Supplied material
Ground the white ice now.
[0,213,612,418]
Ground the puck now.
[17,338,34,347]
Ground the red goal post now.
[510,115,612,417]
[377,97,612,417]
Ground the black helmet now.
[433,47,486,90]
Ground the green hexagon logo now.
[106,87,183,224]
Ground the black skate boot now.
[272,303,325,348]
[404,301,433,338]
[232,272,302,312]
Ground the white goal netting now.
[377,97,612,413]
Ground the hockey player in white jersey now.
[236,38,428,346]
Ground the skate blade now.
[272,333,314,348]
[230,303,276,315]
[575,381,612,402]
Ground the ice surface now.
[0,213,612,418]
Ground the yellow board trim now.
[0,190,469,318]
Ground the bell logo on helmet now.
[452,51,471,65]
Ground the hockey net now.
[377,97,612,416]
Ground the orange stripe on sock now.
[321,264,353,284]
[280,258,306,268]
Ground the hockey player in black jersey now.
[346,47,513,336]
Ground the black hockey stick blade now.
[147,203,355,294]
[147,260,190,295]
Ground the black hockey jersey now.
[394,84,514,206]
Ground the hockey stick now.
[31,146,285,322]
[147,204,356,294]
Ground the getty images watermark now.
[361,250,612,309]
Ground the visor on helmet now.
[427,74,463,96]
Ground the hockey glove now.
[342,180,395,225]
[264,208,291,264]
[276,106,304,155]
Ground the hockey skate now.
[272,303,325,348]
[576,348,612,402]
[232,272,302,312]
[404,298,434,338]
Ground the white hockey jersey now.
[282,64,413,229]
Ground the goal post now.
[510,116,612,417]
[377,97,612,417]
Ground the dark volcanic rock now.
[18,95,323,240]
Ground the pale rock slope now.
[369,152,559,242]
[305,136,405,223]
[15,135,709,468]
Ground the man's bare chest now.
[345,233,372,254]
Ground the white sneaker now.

Exercise details
Revise the listing above by replacing every "Ground" with "Locate", leaving everything else unchanged.

Task result
Locate the white ice now.
[0,213,612,418]
Locate the puck now.
[17,338,34,347]
Locate the red goal post now.
[510,115,612,417]
[377,97,612,417]
Locate the black helmet now.
[433,47,486,90]
Locate the green hexagon logo now.
[106,87,183,224]
Locate the black skate boot now.
[272,303,325,348]
[404,301,433,338]
[232,272,302,312]
Locate the white goal netting now.
[377,97,612,413]
Locate the hockey player in white jersey now.
[236,38,428,346]
Locate the skate blade now.
[272,333,314,348]
[230,303,276,315]
[575,381,612,402]
Locate the ice surface now.
[0,213,612,418]
Locate the yellow board trim now.
[0,190,469,318]
Locate the bell logo on helmet now.
[452,51,471,65]
Locate the hockey net now.
[377,97,612,416]
Locate the orange stripe on sock now.
[321,264,353,284]
[280,258,306,268]
Locate the hockey player in black jersey now.
[346,47,513,336]
Locate the black hockey stick blade now.
[147,203,355,294]
[147,260,190,295]
Locate the black hockey jersey now.
[394,84,514,206]
Locate the hockey stick now.
[31,146,285,322]
[147,204,356,294]
Locate the getty images watermark now.
[361,250,612,309]
Locate the visor on helmet now.
[427,74,463,96]
Locate the hockey glove now.
[342,180,395,225]
[264,208,291,264]
[276,106,304,155]
Locate the hockey skate now.
[272,303,325,348]
[576,348,612,402]
[232,272,302,312]
[404,298,434,338]
Locate the white hockey jersey now.
[282,64,413,229]
Locate the goal post now.
[510,116,612,417]
[377,97,612,417]
Locate the dark volcanic rock now.
[18,95,323,240]
Locate the pale rock slope now.
[369,152,559,242]
[305,136,405,223]
[15,135,709,468]
Locate the man's bare chest now.
[345,233,372,254]
Locate the white sneaker now.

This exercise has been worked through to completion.